» **EXERCISE GOAL**
The answer must consist of the entries, copied exactly and in full.
[SUPPLIED RECORDS Boundary: Start]
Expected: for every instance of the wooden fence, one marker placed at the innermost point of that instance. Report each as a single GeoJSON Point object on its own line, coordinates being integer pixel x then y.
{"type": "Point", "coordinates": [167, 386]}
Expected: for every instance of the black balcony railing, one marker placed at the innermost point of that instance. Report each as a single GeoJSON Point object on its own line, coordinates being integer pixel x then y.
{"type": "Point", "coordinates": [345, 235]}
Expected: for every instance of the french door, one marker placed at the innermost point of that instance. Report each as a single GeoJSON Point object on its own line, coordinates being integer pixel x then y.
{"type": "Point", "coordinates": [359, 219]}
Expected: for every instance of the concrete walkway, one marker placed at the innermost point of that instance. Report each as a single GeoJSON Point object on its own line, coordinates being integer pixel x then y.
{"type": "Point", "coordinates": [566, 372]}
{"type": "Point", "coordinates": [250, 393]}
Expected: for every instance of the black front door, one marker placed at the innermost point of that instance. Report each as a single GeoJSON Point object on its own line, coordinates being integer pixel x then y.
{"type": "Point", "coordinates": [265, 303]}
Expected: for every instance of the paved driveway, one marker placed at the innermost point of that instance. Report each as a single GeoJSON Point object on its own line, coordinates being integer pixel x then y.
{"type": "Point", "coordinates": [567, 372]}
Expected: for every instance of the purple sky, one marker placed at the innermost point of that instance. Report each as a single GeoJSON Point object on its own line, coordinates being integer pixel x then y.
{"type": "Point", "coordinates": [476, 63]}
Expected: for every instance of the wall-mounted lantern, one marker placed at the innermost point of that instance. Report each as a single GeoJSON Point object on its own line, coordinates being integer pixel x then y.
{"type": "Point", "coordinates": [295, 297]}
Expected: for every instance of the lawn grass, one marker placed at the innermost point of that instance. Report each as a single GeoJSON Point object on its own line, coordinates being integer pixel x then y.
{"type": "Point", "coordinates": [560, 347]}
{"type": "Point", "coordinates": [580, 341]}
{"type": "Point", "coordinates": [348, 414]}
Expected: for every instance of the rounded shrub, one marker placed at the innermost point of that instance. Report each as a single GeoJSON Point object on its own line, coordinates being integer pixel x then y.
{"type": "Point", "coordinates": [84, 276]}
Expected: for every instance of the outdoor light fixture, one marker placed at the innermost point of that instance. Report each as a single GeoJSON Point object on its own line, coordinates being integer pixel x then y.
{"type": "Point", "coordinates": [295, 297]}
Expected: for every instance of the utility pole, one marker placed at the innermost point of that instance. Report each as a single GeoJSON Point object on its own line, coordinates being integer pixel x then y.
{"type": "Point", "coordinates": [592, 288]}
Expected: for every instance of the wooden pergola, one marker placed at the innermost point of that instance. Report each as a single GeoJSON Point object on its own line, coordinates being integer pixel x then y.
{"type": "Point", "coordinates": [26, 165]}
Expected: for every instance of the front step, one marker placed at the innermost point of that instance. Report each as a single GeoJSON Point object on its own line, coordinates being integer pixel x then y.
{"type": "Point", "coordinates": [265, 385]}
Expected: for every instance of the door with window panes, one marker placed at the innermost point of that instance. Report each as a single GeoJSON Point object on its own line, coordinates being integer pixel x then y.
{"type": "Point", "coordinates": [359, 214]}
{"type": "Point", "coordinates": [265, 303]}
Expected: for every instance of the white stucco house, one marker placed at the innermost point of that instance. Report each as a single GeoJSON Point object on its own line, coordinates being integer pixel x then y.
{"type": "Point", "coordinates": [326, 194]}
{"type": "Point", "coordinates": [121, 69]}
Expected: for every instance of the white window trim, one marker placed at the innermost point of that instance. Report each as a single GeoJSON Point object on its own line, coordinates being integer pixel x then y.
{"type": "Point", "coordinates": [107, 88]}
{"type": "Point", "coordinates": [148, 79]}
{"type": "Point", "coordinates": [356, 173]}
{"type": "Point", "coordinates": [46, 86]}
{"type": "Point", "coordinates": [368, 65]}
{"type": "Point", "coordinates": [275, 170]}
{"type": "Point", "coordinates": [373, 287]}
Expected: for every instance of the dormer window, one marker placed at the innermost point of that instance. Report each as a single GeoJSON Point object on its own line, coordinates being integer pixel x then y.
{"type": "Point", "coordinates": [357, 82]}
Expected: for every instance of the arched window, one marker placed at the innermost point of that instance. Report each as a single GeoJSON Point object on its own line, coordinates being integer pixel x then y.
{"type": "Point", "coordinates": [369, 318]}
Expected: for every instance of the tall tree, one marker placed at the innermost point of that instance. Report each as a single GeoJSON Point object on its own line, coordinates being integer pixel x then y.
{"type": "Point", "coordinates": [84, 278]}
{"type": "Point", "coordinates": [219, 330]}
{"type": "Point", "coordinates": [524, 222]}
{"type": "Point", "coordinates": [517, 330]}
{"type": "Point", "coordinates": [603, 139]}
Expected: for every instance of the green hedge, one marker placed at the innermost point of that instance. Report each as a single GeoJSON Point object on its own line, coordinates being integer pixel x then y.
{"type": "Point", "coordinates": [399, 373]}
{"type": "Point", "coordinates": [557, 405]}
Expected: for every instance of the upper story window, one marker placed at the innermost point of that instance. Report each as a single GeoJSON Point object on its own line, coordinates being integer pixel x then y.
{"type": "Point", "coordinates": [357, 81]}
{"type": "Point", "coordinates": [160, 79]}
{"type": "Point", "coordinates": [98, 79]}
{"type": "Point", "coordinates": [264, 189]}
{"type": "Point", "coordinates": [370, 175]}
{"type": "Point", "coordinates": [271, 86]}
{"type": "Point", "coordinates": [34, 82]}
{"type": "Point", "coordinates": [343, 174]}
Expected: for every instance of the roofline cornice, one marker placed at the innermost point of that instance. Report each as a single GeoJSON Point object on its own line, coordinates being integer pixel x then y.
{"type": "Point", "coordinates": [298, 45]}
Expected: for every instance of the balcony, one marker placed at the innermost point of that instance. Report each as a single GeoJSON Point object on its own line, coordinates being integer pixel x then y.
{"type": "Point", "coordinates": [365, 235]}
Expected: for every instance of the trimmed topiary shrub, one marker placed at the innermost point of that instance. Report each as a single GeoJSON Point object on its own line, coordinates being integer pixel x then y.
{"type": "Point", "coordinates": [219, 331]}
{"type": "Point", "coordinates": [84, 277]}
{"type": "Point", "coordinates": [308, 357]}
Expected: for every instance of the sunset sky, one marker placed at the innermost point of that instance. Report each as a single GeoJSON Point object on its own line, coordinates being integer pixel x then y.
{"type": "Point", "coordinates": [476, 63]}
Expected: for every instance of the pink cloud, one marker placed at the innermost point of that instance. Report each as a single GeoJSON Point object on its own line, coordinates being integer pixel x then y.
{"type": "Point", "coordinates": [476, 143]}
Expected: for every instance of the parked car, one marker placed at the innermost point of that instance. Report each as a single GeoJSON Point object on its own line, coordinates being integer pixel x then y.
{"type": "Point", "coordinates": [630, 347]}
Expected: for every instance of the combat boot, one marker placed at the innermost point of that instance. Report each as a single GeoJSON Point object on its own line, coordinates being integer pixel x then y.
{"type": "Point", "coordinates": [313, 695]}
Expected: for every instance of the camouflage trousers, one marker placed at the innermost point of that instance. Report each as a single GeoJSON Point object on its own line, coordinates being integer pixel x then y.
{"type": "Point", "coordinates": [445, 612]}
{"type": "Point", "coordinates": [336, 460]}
[SUPPLIED RECORDS Boundary: End]
» **COMPLETED EXERCISE**
Expected: for every instance of the wooden fence, one marker placed at the innermost point of that instance. Report each as a single GeoJSON Point object on its own line, coordinates being integer pixel x then y.
{"type": "Point", "coordinates": [167, 386]}
Expected: for every instance of the black balcony railing, one marker placed at the innermost point of that instance. Report each as a single GeoJSON Point object on its own line, coordinates being integer pixel x then y.
{"type": "Point", "coordinates": [345, 235]}
Expected: for every instance of the french door, one marker placed at the innermost point of that instance. Report each as a single GeoJSON Point object on its own line, coordinates being integer pixel x then y.
{"type": "Point", "coordinates": [359, 219]}
Expected: for every instance of the concrete walkway, one marker placed at the innermost point of that instance. Report each as a single GeoJSON Point object on its own line, coordinates being integer pixel x then y.
{"type": "Point", "coordinates": [566, 372]}
{"type": "Point", "coordinates": [250, 393]}
Expected: for every instance of the black front door, one marker placed at the innermost point of that instance. Report each as a single GeoJSON Point object on its own line, coordinates being integer pixel x then y.
{"type": "Point", "coordinates": [265, 303]}
Expected: for every instance of the paved driveway, one marker placed at the innermost point of that instance. Report each as a single GeoJSON Point object on its own line, coordinates being integer pixel x then y.
{"type": "Point", "coordinates": [567, 372]}
Expected: for every instance of the purple sky, one marker placed at the innermost point of that instance. Report each as a single GeoJSON Point object on its own line, coordinates being integer pixel x then y.
{"type": "Point", "coordinates": [476, 63]}
Expected: for every instance of the wall-mounted lantern, one marker placed at the innermost point of that instance. Report each as a single GeoJSON Point object on its own line, coordinates being integer pixel x then y.
{"type": "Point", "coordinates": [295, 297]}
Expected: for every instance of the lawn grass, one marker placed at the innermost point of that instance. Report each as a single GeoJSON Point object on its own line, coordinates being integer pixel x then y.
{"type": "Point", "coordinates": [560, 347]}
{"type": "Point", "coordinates": [580, 341]}
{"type": "Point", "coordinates": [348, 414]}
Expected: for every instance of the rounded shrub, one marker placed at the innermost point of that instance. Report each as a single GeoJSON Point object on its own line, coordinates being integer pixel x then y.
{"type": "Point", "coordinates": [84, 276]}
Expected: for every instance of the outdoor light fixture, one marker placed at the innermost point of that instance. Report each as a single GeoJSON Point object on its own line, coordinates being integer pixel x then y.
{"type": "Point", "coordinates": [295, 297]}
Expected: for every instance of the utility pole, one marker placed at the innermost point of that instance. Report each as a single GeoJSON Point object on its own line, coordinates being integer pixel x then y.
{"type": "Point", "coordinates": [592, 288]}
Expected: for every instance of the wooden pergola, one marker placed at the innermost point of that instance. Report each as a single GeoJSON Point object on its own line, coordinates being integer pixel x then y.
{"type": "Point", "coordinates": [26, 165]}
Expected: for every instance of the front step, one marker placed at the innermost point of that instance. Report each as a single GeoJSON Point object on its own line, coordinates being integer pixel x then y.
{"type": "Point", "coordinates": [265, 385]}
Expected: for every instance of the door with window panes, one marker placed at the innermost point of that instance. Report each as a single GeoJSON Point object on its own line, coordinates being integer pixel x then y.
{"type": "Point", "coordinates": [359, 214]}
{"type": "Point", "coordinates": [265, 303]}
Expected: for every instance of the white stucco house, one marker placed at the innermost point of that instance. Report each as a single GeoJSON Point object on its own line, coordinates being integer pixel x then y.
{"type": "Point", "coordinates": [326, 194]}
{"type": "Point", "coordinates": [121, 69]}
Expected: for every instance of the white window trim, one marker placed at the innermost point of that instance. Report each as a single GeoJSON Point object on its own line, coordinates being integer pixel x then y.
{"type": "Point", "coordinates": [107, 88]}
{"type": "Point", "coordinates": [148, 79]}
{"type": "Point", "coordinates": [356, 173]}
{"type": "Point", "coordinates": [46, 86]}
{"type": "Point", "coordinates": [368, 65]}
{"type": "Point", "coordinates": [275, 170]}
{"type": "Point", "coordinates": [373, 287]}
Expected: for every instance of the dormer window, one marker placed at the innermost point of that instance. Report each as a single GeoJSON Point object on its own line, coordinates being integer pixel x then y.
{"type": "Point", "coordinates": [357, 82]}
Expected: for every instance of the arched window, one marker placed at the innermost point of that instance. Report each as a single GeoJSON Point object on its own line, coordinates being integer pixel x then y.
{"type": "Point", "coordinates": [369, 318]}
Expected: for every instance of the tall tree, one marker placed at the innermost point of that instance. Report each as a single GeoJSON Point object on its own line, coordinates being integer pixel x then y.
{"type": "Point", "coordinates": [84, 278]}
{"type": "Point", "coordinates": [219, 330]}
{"type": "Point", "coordinates": [524, 222]}
{"type": "Point", "coordinates": [517, 330]}
{"type": "Point", "coordinates": [603, 139]}
Expected: for every instance of the green hedge, one marker placed at the innermost point of that instance. Report each as a single GeoJSON Point object on its own line, coordinates being integer pixel x then y.
{"type": "Point", "coordinates": [399, 373]}
{"type": "Point", "coordinates": [557, 405]}
Expected: for every instance of the upper story window, one marker placed at the innermost point of that instance. Report each as a single GeoJSON Point object on its own line, coordinates being integer pixel x then y.
{"type": "Point", "coordinates": [357, 81]}
{"type": "Point", "coordinates": [160, 79]}
{"type": "Point", "coordinates": [98, 79]}
{"type": "Point", "coordinates": [264, 189]}
{"type": "Point", "coordinates": [370, 175]}
{"type": "Point", "coordinates": [271, 86]}
{"type": "Point", "coordinates": [34, 82]}
{"type": "Point", "coordinates": [343, 174]}
Expected: for every instance of the roofline cornice, one marker placed at the innermost point of that instance. Report each as a single GeoJSON Point object on its own line, coordinates being integer pixel x then y.
{"type": "Point", "coordinates": [298, 45]}
Expected: for every instance of the balcony, one marker placed at the innermost point of that instance. Report each as a single GeoJSON Point object on its own line, coordinates being integer pixel x then y.
{"type": "Point", "coordinates": [365, 235]}
Expected: for every instance of the trimmed topiary shrub, one marker placed at the innermost point of that instance. Report each as a single GeoJSON Point object on its own line, coordinates being integer pixel x then y.
{"type": "Point", "coordinates": [219, 331]}
{"type": "Point", "coordinates": [84, 277]}
{"type": "Point", "coordinates": [308, 357]}
Expected: for every instance of the sunset sky, one marker placed at the innermost point of that instance. Report each as a single GeoJSON Point object on its own line, coordinates being integer pixel x then y.
{"type": "Point", "coordinates": [476, 63]}
Expected: for every instance of the pink cloud, one marker placed at the innermost point of that instance. Report each as a single GeoJSON Point object on its own line, coordinates being integer pixel x then y.
{"type": "Point", "coordinates": [476, 143]}
Expected: for every instance of the parked car, one marker placed at the innermost point of that instance. Report each as a single GeoJSON Point object on its own line, coordinates being integer pixel x then y.
{"type": "Point", "coordinates": [630, 347]}
Expected: for every instance of the combat boot, one marker placed at the innermost point of that instance. Report each as a single GeoJSON Point object on its own line, coordinates being integer pixel x then y.
{"type": "Point", "coordinates": [313, 695]}
Expected: for every instance of the camouflage trousers, one marker placed at the innermost point of that instance. Report each as a single GeoJSON Point object on its own line, coordinates being integer pixel x then y.
{"type": "Point", "coordinates": [445, 612]}
{"type": "Point", "coordinates": [336, 460]}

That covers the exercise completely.